Cette infection transmissible sexuellement et par le sang (ITSS) n’en demeure pas moins très présente dans la région, avec plus d’une centaine de nouveaux cas par année, pour une population d’à peine 13 000 personnes.
«On a atteint un plateau dans les cas de syphilis depuis les trois dernières années, mais ça reste très important. Ce qui nous inquiète le plus, c’est le risque de transmission aux femmes enceintes, parce que ça a des conséquences catastrophiques pour le fœtus», dit le Dr Touchette.
Pour expliquer ce taux, la Santé publique cite les délais démesurés dans l’obtention d’un résultat fiable, qui peut parfois atteindre de deux à trois semaines.
Les laboratoires des deux hôpitaux du Nunavik n’ont pas toujours la capacité de réaliser un test pour la syphilis, qui demande plus de ressources que pour les autres ITSS. Il faut donc envoyer les échantillons dans le sud pour avoir une réponse claire.
Pendant ce temps, une personne infectée peut transmettre la maladie.
Des chercheurs de l’Université McGill se sont penchés sur la question. Depuis 2018, au village de Puvirnituq, ils ont mis à l’épreuve un nouveau test rapide, qui n’était pas encore homologué.

## [Problèmes à résoudre]
A - D'après le texte sur la syphilis au Nunavik, combien de temps peut prendre l'obtention d'un résultat fiable ?
B - Poursuivez le texte sur la syphilis au Nunavik après sa dernière phrase.

## [Extrait de données]
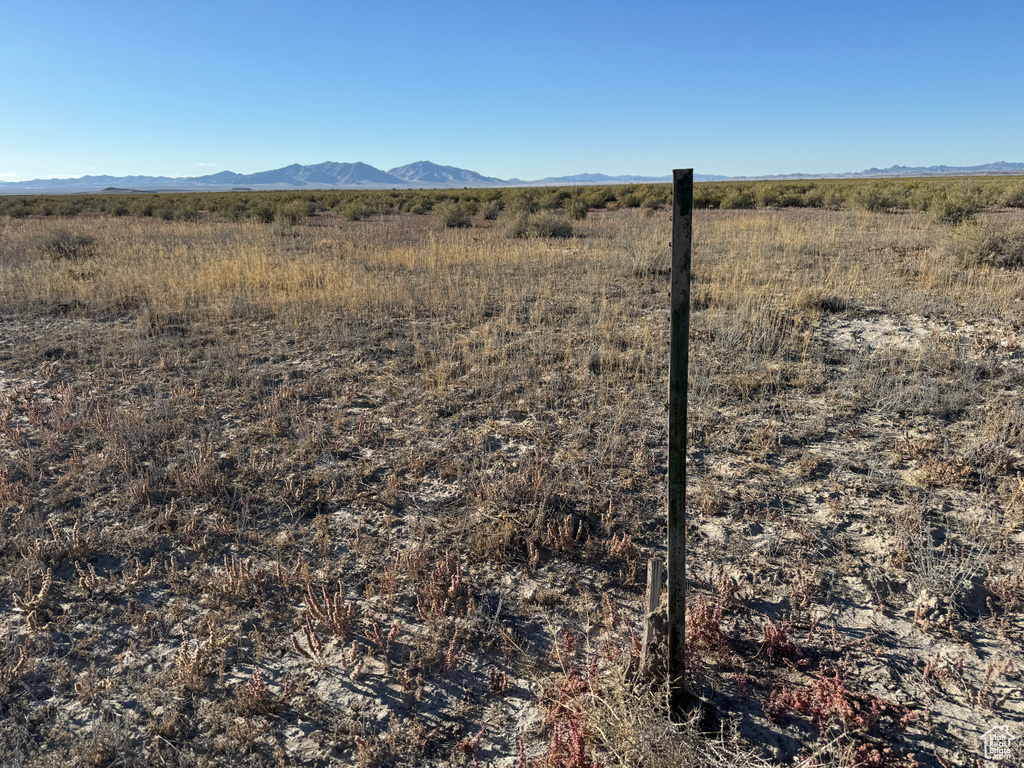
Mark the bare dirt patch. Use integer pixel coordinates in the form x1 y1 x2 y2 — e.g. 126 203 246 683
0 211 1024 766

## [Liste des réponses]
A - De deux à trois semaines.

B -
« On a obtenu une homologation provisoire de Santé Canada via leur programme d’accès spécial […]. Après beaucoup de travail, on a démontré la validité des tests rapides, même lorsqu’ils sont faits en milieu éloigné, à l’extérieur d’un laboratoire, par du personnel infirmier », indique Cédric Yansouni, microbiologiste et professeur agrégé à l’Université McGill.
En à peine 15 minutes, le personnel des dispensaires peut maintenant avoir un résultat fiable, ce qui est très encourageant pour les équipes de chercheurs.
Ses collègues et lui viennent de recevoir deux bourses, qui totalisent près de 400 000 $. Elles permettront d’élargir l’accès à ces tests rapides, et d’étudier de nouvelles avenues pour améliorer la portée du dépistage.
Avec la santé publique régionale, ils espèrent ainsi déployer les tests dans les 14 communautés du Nunavik durant la prochaine année. Les dispensaires des communautés d’Akulivik et d’Inukjuak seront par ailleurs les premiers à bientôt utiliser ces tests, à l’exception de Puvirnituq où il est déjà utilisé.
« On a un modèle mathématique qui nous dit que si l’on déployait les tests rapides dans tous les centres de santé, et ne tenant compte que de l’élimination du délai entre le dépistage et le traitement, on pourrait voir une diminution d’environ 35 % des cas dans un horizon de 5 à 10 ans », ajoute le professeur Yansouni.

Limiter les obstacles à la détection
Les tests rapides font partie de la solution, mais ne permettront pas à eux seuls d’endiguer le problème de la transmission de la syphilis au Nunavik, reconnaît la santé publique.
Les responsables réfléchissent actuellement à une manière de rapprocher le dépistage des membres de la communauté. Ils comptent donc organiser des campagnes de test dans d’autres lieux que la traditionnelle clinique médicale.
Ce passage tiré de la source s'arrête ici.